むかわ町は、北海道テレビ放送(HTB=本社札幌市)、ジャパンケーブルキャスト(本社東京都千代田区)が開発したデータ放送、ハイブリッドキャストを活用し、テレビ画面で自治体の情報を配信するサービスを4月1日からスタートする。テレビのdボタンを活用し、HTBのデータ放送から行政が配信する情報を見ることができるようにする。サービス開始に先駆けて20日、町産業会館で記念セレモニーが行われた。
町によると、鵡川地区ではこれまで防災無線とラジオ、穂別地区では住民が行政とやりとりできるコミュニケーション機器「IP告知端末」などで情報を発信。さらにジャパンケーブルキャストの無料アプリ「JC―Smart」を町内全域で運用できるようにし、スマートフォンでも情報を得られる仕組みを構築してきた。
今回、新たに組み入れたのはHTBのデータ放送からdボタンを押すだけで簡単に操作できるもの。テレビ画面上に出る「むかわ町からのお知らせ」メニューを選択することで、役場からの情報に加え、医療機関や道路情報など生活に関する内容を見ることができる。詳細な地域ごとの天気予報、定点カメラなどの防災情報も住んでいる地域ごとにピンポイントで確認できるようになる。またハイブリッドキャストに対応したテレビの場合、ハザードマップなどより多くの情報を受け取ることができるという。

**課題 A:** むかわ町の情報配信についての本文のうち、「今回、新たに組み入れたのは」で始まる段落を、主な事実を残したまま箇条書きにまとめてください。
**課題 B:** むかわ町の情報配信についての本文によると、テレビ画面で自治体の情報を配信するサービスはいつ始まりますか。
**課題 C:** むかわ町の情報配信についての本文を、最後の文の後から書き継いでください。
ここからの資料は、本文とは別の出典から取ったものです。

**抜粋データ:**
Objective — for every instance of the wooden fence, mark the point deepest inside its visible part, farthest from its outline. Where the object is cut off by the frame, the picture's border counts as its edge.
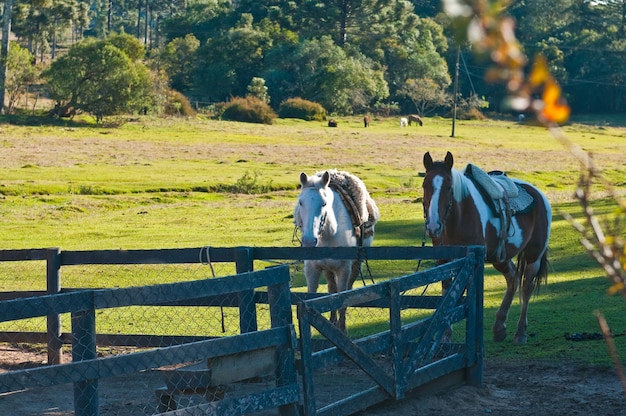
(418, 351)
* * *
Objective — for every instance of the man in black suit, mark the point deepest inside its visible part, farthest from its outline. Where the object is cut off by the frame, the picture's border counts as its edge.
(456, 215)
---
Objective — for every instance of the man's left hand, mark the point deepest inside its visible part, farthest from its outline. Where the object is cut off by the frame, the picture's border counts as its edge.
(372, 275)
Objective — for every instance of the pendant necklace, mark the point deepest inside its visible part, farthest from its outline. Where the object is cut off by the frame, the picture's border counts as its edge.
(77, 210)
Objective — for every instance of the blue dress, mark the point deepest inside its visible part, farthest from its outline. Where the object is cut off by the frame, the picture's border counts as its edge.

**解答 A:**
- HTBのデータ放送からdボタンを押すだけで簡単に操作できる。
- テレビ画面の「むかわ町からのお知らせ」メニューを選ぶと、役場からの情報のほか、医療機関や道路情報など生活に関する内容を見られる。
- 地域ごとの詳細な天気予報や定点カメラなどの防災情報を、住んでいる地域ごとにピンポイントで確認できる。
- ハイブリッドキャスト対応テレビでは、ハザードマップなど、より多くの情報を受け取れる。

**解答 B:** 4月1日から始まります。

**解答 C:**
関係者によると、ハイブリッドキャストを使って自治体情報を発信するのは全国でも初めての事例。竹中喜之町長は「胆振東部地震の災禍を受けた町として、町民が必要な情報を素早く、正確に伝えようと伝達手段の充実に取り組んできたところ。より役立つ情報発信を通して復興感を高めていきたい」とあいさつし、ジャパンケーブルキャストの樋山洋介取締役は「町民に安心して使っていただけたら」と期待を述べた。
HTBの寺内達郎社長は「地域のきめ細かな情報を届けるのもわれわれの役目。地域メディアとして、町民の大きな価値になるよう、安全安心につながる迅速かつ正確な配信を心掛けていきたい」と話していた。